When people think about lawyers and personal injury cases, they most likely imagine a courtroom scene. The personal injury lawyer engages in a gripping cross examination and provides a spectacular closing argument. The jury, swayed by the attorney’s well thought out arguments, awards the client millions of dollars.
Most cases don’t actually go to trial. This can be attributed to the rigorous process of a personal injury lawyer taking a case from initial consultation to case resolution. Understanding this process illustrates why personal injury lawyers settle cases.
Personal Injury and Case Evaluation
Case evaluation begins when a personal injury lawyer first meets with a client. If the lawyer believes a claim has merit, they take on the case. Case evaluation continues as the lawyer reviews any relevant reports, which may include:
- Accident reports;
- Medical records;
- Surveillance tapes;
- Statements of witnesses;
- Expert opinions; and
- Any other evidence relevant to the case.

------------------------------------------------

- Work order 1 -
According to the personal injury text, when does case evaluation begin?
- Work order 2 -
List every item the personal injury text names as something a lawyer may review during case evaluation.
- Work order 3 -
Resume the personal injury text after its list of reports, carrying on in the same plain style.

(Saved entries)

------------------------------------------------

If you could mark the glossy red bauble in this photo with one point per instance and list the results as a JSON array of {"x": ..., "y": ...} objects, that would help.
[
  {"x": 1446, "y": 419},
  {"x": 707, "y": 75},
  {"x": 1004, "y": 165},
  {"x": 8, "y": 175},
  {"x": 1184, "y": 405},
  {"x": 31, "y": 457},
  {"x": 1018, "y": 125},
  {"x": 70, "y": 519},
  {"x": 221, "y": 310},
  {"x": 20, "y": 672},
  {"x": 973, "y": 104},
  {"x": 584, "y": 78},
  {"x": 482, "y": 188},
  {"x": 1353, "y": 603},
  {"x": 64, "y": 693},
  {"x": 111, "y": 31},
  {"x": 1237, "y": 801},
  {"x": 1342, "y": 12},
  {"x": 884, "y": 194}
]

------------------------------------------------

- Written answer 1 -
It begins when a personal injury lawyer first meets with a client.

- Written answer 2 -
- Accident reports
- Medical records
- Surveillance tapes
- Statements of witnesses
- Expert opinions
- Any other evidence relevant to the case

- Written answer 3 -
All evidence is both reviewed and evaluated. The lawyer looks for both consistencies and inconsistencies which may support or negate any element of the claim. The nature and extent of the injury, as well as the evidence which supports or negates the liability of those being sued are considered in coming up with what the lawyer believes will be a fair settlement amount. Settlement amounts take into consideration past and future medical bills, pain and suffering, lost wages, and, in certain cases, punitive damages.
Personal Injury and Negotiated Settlement
Most personal injury cases resolve through negotiation. The lawyer for the injured party negotiates with the lawyer for the person who caused the injury. The strength of each side’s case impacts negotiations. For example, if all the witnesses, and the surveillance tape, both establish the injured party was hit by a car running a red light, this strengthens the personal injury claim. On the other hand, if the witnesses offer conflicting statements about the color of the traffic light, and there is no surveillance tape, this may result in a weaker case – which could result in a lower settlement. The purpose of negotiation is to come up with a satisfactory amount of money that fairly compensates the injured party given all the facts and circumstances.
Why Settle When A Jury Might Award More Money?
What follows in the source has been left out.